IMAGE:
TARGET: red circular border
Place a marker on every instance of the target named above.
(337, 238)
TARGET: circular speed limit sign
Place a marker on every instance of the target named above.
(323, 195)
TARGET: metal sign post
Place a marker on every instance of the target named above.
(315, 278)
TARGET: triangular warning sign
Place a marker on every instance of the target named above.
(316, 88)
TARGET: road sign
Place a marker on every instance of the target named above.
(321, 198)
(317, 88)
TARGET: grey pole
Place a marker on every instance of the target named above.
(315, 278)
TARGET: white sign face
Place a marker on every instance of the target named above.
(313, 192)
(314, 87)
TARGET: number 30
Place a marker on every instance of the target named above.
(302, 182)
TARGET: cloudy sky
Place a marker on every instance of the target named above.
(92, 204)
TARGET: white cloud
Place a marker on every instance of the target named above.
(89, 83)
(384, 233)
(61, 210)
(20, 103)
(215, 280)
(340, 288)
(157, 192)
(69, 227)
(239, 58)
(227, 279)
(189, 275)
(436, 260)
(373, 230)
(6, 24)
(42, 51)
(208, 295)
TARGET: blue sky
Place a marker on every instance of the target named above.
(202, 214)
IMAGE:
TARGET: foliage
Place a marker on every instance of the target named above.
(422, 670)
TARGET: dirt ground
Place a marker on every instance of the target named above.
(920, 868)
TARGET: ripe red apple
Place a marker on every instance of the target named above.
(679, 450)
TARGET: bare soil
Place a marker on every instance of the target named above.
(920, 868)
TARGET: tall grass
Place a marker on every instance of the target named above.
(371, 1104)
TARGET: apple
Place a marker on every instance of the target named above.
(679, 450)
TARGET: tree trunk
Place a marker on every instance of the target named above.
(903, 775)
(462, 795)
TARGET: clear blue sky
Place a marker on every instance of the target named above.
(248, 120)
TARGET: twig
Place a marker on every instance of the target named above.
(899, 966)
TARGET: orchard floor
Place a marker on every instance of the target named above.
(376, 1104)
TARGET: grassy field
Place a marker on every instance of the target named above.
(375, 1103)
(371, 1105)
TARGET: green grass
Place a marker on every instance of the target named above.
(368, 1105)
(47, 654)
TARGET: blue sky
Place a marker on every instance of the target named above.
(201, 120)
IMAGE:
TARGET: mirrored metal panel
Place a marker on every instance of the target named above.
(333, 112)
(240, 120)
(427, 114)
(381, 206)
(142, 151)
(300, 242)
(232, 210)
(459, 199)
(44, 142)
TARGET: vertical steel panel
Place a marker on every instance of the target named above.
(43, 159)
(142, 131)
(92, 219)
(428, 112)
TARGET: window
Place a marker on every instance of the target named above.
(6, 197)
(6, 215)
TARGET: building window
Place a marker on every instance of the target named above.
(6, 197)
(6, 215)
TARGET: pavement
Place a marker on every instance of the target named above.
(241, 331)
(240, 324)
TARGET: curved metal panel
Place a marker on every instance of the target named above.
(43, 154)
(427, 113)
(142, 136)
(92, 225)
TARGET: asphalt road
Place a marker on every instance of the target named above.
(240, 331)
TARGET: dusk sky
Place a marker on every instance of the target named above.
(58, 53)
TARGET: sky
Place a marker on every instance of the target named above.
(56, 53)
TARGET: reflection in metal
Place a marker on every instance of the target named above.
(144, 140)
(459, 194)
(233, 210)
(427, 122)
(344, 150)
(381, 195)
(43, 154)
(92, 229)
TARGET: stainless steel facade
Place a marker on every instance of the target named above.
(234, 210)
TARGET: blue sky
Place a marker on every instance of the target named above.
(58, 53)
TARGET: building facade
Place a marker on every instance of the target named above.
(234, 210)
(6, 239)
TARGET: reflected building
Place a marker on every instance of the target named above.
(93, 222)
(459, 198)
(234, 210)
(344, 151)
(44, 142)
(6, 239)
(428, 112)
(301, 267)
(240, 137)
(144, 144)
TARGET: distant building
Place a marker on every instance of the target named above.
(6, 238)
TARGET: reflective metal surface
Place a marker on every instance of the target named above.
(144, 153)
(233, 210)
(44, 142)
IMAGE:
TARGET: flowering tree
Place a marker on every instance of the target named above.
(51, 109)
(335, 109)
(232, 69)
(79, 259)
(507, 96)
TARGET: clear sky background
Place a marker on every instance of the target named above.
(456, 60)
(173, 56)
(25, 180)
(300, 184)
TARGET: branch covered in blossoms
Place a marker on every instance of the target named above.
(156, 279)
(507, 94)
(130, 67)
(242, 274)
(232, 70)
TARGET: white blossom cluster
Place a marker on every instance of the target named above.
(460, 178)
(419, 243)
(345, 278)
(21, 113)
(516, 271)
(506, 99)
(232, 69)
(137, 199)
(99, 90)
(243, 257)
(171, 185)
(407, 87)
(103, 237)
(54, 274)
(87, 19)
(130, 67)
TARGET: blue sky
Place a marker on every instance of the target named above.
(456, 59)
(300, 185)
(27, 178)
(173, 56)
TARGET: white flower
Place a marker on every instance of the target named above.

* _Exercise aim_:
All of the entries must be quoted exactly; please include each one.

* _Solution below_:
IMAGE:
TARGET: red circular border
Place a marker on every instance of the target named above.
(337, 238)
TARGET: circular speed limit sign
Place a marker on every instance of the target named above.
(323, 195)
TARGET: metal sign post
Place a marker on every instance of the target named above.
(315, 278)
TARGET: triangular warning sign
Place a marker on every instance of the target named above.
(316, 88)
TARGET: road sign
Place a marker on every instance of the target named above.
(321, 198)
(317, 88)
TARGET: grey pole
Place a marker on every instance of the target named above.
(315, 278)
TARGET: white sign face
Place a marker on every instance of the target named above.
(313, 192)
(314, 87)
TARGET: number 30
Place a marker on every instance of the target named above.
(302, 182)
TARGET: cloudy sky
Place a marker on every instance of the target named above.
(92, 204)
TARGET: white cloud
Place a marker on every instance of the target named above.
(89, 83)
(384, 233)
(61, 210)
(20, 103)
(215, 280)
(340, 288)
(157, 192)
(69, 227)
(239, 58)
(227, 279)
(189, 275)
(436, 260)
(373, 230)
(6, 24)
(42, 51)
(208, 295)
TARGET: blue sky
Place a marker on every instance of the target named above.
(202, 214)
IMAGE:
TARGET: foliage
Place a marker on every instance of the target named above.
(422, 670)
TARGET: dirt ground
Place a marker on every instance of the target named above.
(920, 868)
TARGET: ripe red apple
Place a marker on every instance of the target named above.
(679, 450)
TARGET: bare soil
Place a marker on every instance of the target named above.
(920, 868)
TARGET: tall grass
Place a marker on every instance of the target named above.
(371, 1104)
TARGET: apple
Place a marker on every instance of the target named above.
(679, 450)
TARGET: tree trunk
Place a marker on every instance of the target named above.
(903, 775)
(462, 795)
TARGET: clear blue sky
Place a marker on every instance of the target named above.
(248, 120)
TARGET: twig
Place a marker on every instance of the target named above.
(899, 966)
TARGET: orchard floor
Place a marker on every instance of the target named above.
(376, 1104)
TARGET: grassy field
Place a marker on every instance of the target named above.
(375, 1103)
(371, 1105)
TARGET: green grass
Place a marker on every instance of the target named above.
(368, 1105)
(47, 654)
TARGET: blue sky
Place a marker on every instance of the target named above.
(201, 120)
IMAGE:
TARGET: mirrored metal panel
Place a marker on every instance of the target named above.
(333, 112)
(240, 120)
(427, 114)
(381, 206)
(142, 151)
(300, 242)
(232, 210)
(459, 199)
(44, 142)
TARGET: vertical steel panel
Place a marker on every instance of the target named above.
(43, 159)
(142, 131)
(92, 219)
(428, 112)
TARGET: window
Place a marker on every instance of the target named above.
(6, 197)
(6, 215)
TARGET: building window
Place a marker on every instance of the target named above.
(6, 197)
(6, 215)
TARGET: pavement
Place a marker on every instance of the target named above.
(241, 331)
(240, 324)
TARGET: curved metal panel
Place a marker on every instance of the target named above.
(43, 154)
(427, 113)
(142, 136)
(92, 225)
TARGET: asphalt road
Place a marker on every instance of the target named above.
(240, 331)
TARGET: dusk sky
Place a marker on every instance of the target named above.
(58, 53)
TARGET: sky
Place a marker on every instance of the target named above.
(56, 53)
TARGET: reflection in metal
Place a marker on every instance of the target named above.
(144, 140)
(459, 194)
(233, 210)
(427, 122)
(344, 150)
(381, 195)
(43, 154)
(92, 229)
TARGET: stainless steel facade
Place a marker on every instance of the target named above.
(234, 210)
TARGET: blue sky
Place a marker on every instance of the target named above.
(58, 53)
TARGET: building facade
Place a marker on every instance of the target named above.
(234, 210)
(6, 239)
TARGET: reflected building
Place a marker on every instance of the target named above.
(93, 222)
(459, 198)
(234, 210)
(344, 151)
(44, 142)
(6, 239)
(428, 112)
(301, 267)
(240, 137)
(144, 144)
TARGET: distant building
Place a marker on every instance of the target named above.
(6, 238)
TARGET: reflective metal surface
Place a marker on every instance of the target named above.
(144, 153)
(233, 210)
(44, 142)
IMAGE:
TARGET: flowering tree
Place a marker on every instance of the target named above.
(51, 109)
(335, 109)
(232, 69)
(79, 259)
(507, 96)
TARGET: clear sky background
Place a marker on every instance of the target named above.
(456, 60)
(173, 56)
(25, 180)
(300, 184)
TARGET: branch covered in blossoms
Place a marker on every instance of the target named above.
(156, 279)
(507, 94)
(130, 67)
(242, 274)
(232, 70)
TARGET: white blossom cluster
Place a marker on every instance of the target named above.
(460, 178)
(419, 243)
(345, 278)
(21, 113)
(516, 271)
(506, 99)
(232, 69)
(137, 199)
(99, 90)
(243, 257)
(171, 185)
(407, 87)
(103, 237)
(54, 274)
(87, 19)
(130, 67)
TARGET: blue sky
Place a marker on every instance of the target named above.
(456, 59)
(300, 185)
(27, 178)
(173, 56)
TARGET: white flower
Place a marker on every instance of the target named above.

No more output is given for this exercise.